**Prompt:** Exactly repeat the full listing that follows.

**Excerpted data:**
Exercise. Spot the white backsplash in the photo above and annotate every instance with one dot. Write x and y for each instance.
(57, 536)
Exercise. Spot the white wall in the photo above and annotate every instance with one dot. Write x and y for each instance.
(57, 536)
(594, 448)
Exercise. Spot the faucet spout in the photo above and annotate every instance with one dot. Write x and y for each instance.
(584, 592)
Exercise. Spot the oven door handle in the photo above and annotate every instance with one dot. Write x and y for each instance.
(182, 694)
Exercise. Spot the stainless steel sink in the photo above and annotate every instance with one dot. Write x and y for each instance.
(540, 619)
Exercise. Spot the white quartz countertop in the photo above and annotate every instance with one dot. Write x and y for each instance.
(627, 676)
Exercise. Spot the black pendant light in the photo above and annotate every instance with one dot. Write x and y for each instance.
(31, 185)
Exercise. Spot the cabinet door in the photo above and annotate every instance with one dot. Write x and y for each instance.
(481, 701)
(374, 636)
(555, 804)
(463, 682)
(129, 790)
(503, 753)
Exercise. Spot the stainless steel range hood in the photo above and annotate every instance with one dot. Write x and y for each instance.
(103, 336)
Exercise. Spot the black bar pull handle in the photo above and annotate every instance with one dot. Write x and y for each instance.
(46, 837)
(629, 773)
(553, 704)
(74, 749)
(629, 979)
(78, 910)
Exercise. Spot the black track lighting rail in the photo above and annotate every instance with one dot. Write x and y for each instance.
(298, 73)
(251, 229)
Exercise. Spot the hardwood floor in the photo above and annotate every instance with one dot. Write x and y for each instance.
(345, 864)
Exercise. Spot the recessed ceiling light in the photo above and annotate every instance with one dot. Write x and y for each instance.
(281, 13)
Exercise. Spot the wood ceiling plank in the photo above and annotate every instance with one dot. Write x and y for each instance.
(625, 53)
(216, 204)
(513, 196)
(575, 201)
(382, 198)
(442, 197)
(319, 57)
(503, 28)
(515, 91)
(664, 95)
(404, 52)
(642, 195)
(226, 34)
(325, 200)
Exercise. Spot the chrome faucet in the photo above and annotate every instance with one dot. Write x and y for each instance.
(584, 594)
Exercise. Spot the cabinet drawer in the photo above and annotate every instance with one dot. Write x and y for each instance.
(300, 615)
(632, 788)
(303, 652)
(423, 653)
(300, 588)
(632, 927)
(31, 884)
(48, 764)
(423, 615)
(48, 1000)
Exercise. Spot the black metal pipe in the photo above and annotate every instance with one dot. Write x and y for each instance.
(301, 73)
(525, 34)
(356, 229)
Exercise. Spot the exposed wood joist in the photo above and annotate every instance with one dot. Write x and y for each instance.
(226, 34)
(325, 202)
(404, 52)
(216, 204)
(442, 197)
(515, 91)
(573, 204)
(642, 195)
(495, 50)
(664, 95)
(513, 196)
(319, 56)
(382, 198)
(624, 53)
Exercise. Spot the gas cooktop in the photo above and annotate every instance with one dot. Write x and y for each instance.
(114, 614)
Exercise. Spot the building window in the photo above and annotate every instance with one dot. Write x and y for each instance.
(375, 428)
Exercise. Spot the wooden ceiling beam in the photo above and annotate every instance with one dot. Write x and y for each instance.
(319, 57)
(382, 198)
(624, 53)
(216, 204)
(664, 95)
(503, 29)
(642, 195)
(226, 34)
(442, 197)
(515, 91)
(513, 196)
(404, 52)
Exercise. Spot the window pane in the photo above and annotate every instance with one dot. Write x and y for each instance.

**Full output:**
Exercise. Spot the white backsplash in the photo above and annotate every instance with one dot. Write x and y for each instance.
(57, 536)
Exercise. Spot the white wall in the photo above and annotate every instance with one dot. Write x and y for each instance.
(57, 536)
(594, 448)
Exercise. Spot the faucet spout in the photo above and annotate every instance with one dot. Write x and y for each instance.
(584, 592)
Exercise. Spot the oven door handle in the photo above and annotate every instance with one dot. Write x and y for each instance.
(182, 694)
Exercise. Spot the stainless steel sink in the photo above and annotate every instance with one dot. Write x and y for each instance.
(540, 619)
Exercise. Spot the white quartz countertop in the photo above and annotate every instance with one dot. Write x and y for each instance.
(627, 676)
Exercise. Spot the black pendant light in the photo above and annotate every instance with one dot. Write x and y for each instance.
(31, 185)
Exercise. Spot the cabinet door in the photo above and annotate every instance with one dot. Write x and y for each instance.
(481, 701)
(374, 636)
(555, 804)
(463, 682)
(129, 790)
(503, 753)
Exercise. Spot the stainless steel range hood in the photo above and annotate every instance with one dot. Write x and y for each instance.
(103, 336)
Exercise. Spot the black bar pull handle in the photo above and annotate every instance with one dot. Write x and y for each instance.
(46, 837)
(629, 773)
(553, 704)
(74, 749)
(629, 979)
(78, 910)
Exercise. Spot the black track lighting rail in the photo above and annotate every instance with one dot. Write x and y for each instance.
(298, 73)
(251, 229)
Exercise. Spot the hardwood floor in the photo above and annotate every instance with one dot. Write x and y for each instance.
(345, 864)
Exercise. Spot the recessed ceiling light in the photo above and annotate every instance with one dot. Write x and y for each instance.
(281, 13)
Exercise. Spot the wood ceiling plank in the photo above and annotate every instance with one dot. Write x and y for each instance.
(625, 53)
(216, 204)
(513, 196)
(575, 201)
(382, 198)
(442, 197)
(319, 57)
(503, 28)
(515, 91)
(664, 95)
(404, 52)
(642, 195)
(226, 34)
(325, 200)
Exercise. Spot the chrome faucet in the photo above and annotate every instance with one dot. Write x and y for each instance.
(584, 594)
Exercise. Spot the cabinet drawer in the photo above and annotate every instance with one dot. Write x and y for each instance.
(300, 615)
(632, 788)
(303, 652)
(423, 653)
(300, 588)
(632, 927)
(31, 884)
(48, 764)
(423, 615)
(48, 1000)
Exercise. Spot the black metal pipe in the photo above and annotate every instance with one dot. Write x and y for each instance.
(301, 73)
(525, 34)
(356, 229)
Exercise. Spot the exposed wood joist in the photo above and annotate every instance with one dot. Write x and y for each instance.
(226, 34)
(325, 202)
(404, 52)
(216, 204)
(442, 197)
(515, 91)
(573, 204)
(642, 195)
(495, 50)
(664, 95)
(513, 196)
(319, 56)
(382, 198)
(624, 53)
Exercise. Spot the gas cooktop in the photo above and annotate every instance with one dot. Write x and y for each instance.
(114, 614)
Exercise. Spot the building window in the photo above and annotate every instance with one dot. Write x and y for each instance.
(375, 428)
Exercise. Spot the wooden ceiling beam in the photo above and annotate every instance with one dot. Write x and y for each instance.
(319, 57)
(382, 198)
(624, 53)
(216, 204)
(664, 95)
(503, 29)
(642, 195)
(226, 34)
(442, 197)
(515, 91)
(513, 196)
(404, 52)
Exercise. Spot the window pane in the photo above and annotate every instance with one dot. Write x and y for each instance.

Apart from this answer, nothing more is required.